── Records provided

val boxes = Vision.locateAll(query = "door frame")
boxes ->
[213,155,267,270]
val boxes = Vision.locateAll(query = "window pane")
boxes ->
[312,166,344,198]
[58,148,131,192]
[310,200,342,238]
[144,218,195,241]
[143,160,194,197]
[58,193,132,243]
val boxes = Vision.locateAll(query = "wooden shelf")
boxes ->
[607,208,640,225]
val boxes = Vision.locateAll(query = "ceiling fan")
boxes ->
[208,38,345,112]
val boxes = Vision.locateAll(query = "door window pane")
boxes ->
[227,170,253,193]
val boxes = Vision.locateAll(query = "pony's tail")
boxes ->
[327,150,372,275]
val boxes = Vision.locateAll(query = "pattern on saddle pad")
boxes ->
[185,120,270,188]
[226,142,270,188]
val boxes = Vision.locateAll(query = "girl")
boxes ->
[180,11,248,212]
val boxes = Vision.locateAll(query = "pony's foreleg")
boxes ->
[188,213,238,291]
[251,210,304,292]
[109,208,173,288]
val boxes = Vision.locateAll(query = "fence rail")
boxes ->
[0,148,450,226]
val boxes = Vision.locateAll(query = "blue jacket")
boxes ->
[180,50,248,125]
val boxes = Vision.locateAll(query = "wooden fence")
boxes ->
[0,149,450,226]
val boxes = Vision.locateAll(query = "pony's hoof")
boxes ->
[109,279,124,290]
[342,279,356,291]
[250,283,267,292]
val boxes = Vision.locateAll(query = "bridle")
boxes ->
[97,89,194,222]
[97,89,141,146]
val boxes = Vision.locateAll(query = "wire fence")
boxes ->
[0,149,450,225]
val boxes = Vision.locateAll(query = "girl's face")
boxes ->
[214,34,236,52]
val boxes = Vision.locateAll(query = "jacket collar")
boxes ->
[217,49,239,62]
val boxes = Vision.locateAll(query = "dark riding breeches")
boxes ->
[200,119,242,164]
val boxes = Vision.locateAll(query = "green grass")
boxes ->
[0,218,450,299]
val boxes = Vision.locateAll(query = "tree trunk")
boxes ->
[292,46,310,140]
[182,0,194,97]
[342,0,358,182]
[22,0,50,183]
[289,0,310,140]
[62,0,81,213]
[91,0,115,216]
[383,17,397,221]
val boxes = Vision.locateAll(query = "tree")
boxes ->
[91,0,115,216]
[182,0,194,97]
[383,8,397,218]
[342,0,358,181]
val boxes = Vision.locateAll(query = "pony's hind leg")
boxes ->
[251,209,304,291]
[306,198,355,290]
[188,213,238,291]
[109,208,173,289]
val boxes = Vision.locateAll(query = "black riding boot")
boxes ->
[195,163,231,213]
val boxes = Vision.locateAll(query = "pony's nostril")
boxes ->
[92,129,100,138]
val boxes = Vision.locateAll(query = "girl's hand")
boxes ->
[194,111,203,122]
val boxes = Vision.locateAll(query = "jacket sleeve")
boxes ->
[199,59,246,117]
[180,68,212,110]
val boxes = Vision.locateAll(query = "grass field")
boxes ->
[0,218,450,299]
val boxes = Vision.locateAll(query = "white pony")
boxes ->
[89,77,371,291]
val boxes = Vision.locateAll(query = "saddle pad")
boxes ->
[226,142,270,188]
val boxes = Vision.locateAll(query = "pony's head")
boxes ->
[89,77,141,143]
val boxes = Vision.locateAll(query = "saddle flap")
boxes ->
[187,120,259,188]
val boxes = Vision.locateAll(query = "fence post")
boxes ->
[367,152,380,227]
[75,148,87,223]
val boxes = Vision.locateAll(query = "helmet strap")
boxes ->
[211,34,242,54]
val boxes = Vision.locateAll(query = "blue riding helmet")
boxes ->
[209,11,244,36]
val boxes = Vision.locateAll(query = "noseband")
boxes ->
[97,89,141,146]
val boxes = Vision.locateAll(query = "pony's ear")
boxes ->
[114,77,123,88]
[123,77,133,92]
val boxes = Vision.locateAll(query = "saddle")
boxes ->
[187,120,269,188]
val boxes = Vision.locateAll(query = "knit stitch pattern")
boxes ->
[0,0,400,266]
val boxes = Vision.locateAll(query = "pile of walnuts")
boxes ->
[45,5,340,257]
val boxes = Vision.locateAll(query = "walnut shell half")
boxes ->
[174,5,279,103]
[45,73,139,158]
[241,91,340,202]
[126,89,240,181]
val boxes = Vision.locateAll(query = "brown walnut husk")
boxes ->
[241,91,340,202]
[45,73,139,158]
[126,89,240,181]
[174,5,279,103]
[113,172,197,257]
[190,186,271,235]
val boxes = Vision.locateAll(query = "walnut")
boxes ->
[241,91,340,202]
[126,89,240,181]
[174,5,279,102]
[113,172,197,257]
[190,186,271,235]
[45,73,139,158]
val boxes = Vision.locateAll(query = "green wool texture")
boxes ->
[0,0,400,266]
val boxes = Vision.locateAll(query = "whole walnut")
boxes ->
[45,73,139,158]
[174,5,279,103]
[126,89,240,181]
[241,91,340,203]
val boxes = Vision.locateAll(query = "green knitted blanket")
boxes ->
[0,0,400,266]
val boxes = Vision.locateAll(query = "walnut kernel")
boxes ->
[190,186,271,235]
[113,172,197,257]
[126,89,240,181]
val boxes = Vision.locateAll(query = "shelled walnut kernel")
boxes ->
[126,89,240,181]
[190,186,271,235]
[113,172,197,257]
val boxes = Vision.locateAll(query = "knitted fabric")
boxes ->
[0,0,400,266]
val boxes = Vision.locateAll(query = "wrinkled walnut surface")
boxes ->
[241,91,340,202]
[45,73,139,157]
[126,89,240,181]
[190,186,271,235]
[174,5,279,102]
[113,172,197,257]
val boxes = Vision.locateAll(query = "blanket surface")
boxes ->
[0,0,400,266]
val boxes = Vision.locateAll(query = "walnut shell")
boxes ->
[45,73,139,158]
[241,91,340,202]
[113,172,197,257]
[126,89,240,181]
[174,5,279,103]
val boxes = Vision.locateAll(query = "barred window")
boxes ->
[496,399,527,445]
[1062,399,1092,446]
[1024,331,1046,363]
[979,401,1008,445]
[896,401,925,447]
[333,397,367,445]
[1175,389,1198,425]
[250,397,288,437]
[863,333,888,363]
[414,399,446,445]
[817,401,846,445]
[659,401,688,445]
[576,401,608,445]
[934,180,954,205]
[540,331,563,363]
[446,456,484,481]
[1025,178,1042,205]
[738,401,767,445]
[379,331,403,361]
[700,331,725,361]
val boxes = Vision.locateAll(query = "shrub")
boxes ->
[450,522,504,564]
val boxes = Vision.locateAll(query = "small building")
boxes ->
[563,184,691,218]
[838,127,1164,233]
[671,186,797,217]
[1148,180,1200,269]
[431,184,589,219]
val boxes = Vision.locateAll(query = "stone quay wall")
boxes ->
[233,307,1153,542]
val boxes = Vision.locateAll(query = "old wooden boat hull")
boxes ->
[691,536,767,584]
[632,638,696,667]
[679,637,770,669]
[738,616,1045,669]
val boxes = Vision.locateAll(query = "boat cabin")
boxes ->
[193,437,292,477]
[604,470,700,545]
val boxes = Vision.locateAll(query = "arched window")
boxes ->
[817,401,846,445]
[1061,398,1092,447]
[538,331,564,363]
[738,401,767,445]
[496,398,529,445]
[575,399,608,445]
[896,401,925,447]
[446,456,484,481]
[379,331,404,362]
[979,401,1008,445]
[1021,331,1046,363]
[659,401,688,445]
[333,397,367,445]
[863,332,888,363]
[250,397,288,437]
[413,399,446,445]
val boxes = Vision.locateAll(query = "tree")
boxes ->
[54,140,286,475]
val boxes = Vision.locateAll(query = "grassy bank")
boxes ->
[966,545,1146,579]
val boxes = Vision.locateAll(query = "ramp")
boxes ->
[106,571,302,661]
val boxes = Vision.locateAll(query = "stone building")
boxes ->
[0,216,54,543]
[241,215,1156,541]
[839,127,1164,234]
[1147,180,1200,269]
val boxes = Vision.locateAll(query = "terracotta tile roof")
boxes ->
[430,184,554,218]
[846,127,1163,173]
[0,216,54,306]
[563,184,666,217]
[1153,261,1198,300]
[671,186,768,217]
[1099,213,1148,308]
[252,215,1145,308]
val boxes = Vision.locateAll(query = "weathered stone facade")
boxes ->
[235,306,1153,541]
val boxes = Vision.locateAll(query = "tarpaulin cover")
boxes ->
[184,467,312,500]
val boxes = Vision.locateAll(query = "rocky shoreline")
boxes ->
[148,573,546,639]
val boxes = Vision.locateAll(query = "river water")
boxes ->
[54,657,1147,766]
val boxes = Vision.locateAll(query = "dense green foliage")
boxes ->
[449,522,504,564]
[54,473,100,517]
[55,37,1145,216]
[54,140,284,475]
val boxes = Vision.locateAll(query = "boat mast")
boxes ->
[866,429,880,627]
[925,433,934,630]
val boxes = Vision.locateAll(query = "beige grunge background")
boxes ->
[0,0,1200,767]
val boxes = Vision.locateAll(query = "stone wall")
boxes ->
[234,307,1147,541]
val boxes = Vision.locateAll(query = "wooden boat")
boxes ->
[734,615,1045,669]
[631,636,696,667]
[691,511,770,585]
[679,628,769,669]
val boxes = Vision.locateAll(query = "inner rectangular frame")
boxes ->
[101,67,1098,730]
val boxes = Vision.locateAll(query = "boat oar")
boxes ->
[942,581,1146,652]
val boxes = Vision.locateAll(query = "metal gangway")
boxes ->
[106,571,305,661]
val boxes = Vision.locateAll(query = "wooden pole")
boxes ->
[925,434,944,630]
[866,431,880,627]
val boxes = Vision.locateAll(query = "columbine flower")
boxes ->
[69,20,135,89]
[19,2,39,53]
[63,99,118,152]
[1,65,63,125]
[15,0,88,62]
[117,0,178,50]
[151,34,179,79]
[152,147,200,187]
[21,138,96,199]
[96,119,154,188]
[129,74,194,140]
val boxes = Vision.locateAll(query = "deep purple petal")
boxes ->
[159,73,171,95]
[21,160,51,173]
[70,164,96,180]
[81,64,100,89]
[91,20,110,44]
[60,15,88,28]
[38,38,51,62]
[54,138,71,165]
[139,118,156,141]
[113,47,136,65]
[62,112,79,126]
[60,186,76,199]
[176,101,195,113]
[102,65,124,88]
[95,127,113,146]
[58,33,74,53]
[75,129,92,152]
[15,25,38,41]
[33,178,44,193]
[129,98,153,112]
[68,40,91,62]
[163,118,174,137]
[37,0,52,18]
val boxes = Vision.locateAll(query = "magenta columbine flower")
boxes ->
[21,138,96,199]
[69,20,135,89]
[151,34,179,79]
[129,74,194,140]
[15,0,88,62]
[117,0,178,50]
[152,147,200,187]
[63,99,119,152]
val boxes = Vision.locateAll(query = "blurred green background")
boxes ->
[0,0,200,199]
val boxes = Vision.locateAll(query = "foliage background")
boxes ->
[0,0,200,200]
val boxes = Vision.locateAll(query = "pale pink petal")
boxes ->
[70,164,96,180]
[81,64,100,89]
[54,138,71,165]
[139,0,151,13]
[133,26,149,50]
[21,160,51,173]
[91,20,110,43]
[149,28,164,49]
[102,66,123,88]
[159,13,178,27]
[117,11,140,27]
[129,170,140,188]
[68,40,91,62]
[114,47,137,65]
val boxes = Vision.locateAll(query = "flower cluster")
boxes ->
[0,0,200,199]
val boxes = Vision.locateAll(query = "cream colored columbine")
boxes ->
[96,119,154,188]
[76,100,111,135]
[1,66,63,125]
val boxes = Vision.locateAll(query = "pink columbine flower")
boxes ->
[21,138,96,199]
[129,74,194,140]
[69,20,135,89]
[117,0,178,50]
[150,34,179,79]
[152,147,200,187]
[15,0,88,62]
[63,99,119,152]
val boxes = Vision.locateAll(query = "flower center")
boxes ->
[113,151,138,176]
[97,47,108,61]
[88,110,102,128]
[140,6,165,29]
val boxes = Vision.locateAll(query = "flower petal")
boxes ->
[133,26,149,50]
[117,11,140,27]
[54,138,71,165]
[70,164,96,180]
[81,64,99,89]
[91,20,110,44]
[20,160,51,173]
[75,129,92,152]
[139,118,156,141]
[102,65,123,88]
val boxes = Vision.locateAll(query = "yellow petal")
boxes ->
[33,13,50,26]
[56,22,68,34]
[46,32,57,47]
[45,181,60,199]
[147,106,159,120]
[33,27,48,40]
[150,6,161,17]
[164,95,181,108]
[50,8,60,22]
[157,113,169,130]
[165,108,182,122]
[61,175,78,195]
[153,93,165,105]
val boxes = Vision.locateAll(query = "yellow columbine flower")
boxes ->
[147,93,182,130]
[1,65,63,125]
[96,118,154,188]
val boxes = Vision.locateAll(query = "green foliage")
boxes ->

────

Can you copy out the items above verbatim, covering the stretch from the start of the items through the line that contains "[250,283,267,292]", with both ends included?

◆ Output for this exercise:
val boxes = Vision.locateAll(query = "door frame")
boxes ->
[213,155,267,270]
val boxes = Vision.locateAll(query = "window pane")
boxes ->
[312,166,344,198]
[58,148,131,192]
[310,200,342,238]
[144,218,195,241]
[143,160,194,197]
[58,193,132,243]
val boxes = Vision.locateAll(query = "wooden shelf")
boxes ->
[607,208,640,225]
val boxes = Vision.locateAll(query = "ceiling fan")
boxes ->
[208,38,345,112]
val boxes = Vision.locateAll(query = "door window pane")
boxes ->
[227,170,253,193]
val boxes = Vision.locateAll(query = "pony's tail")
boxes ->
[327,150,372,275]
val boxes = Vision.locateAll(query = "pattern on saddle pad")
boxes ->
[185,120,270,188]
[226,142,270,188]
val boxes = Vision.locateAll(query = "girl")
boxes ->
[180,11,248,212]
val boxes = Vision.locateAll(query = "pony's foreleg")
boxes ->
[188,213,238,291]
[251,210,304,292]
[109,208,173,288]
val boxes = Vision.locateAll(query = "fence rail")
boxes ->
[0,148,450,226]
val boxes = Vision.locateAll(query = "blue jacket")
boxes ->
[180,50,248,125]
val boxes = Vision.locateAll(query = "wooden fence")
boxes ->
[0,149,450,226]
val boxes = Vision.locateAll(query = "pony's hoof")
boxes ->
[109,279,124,290]
[342,279,356,291]
[250,283,267,292]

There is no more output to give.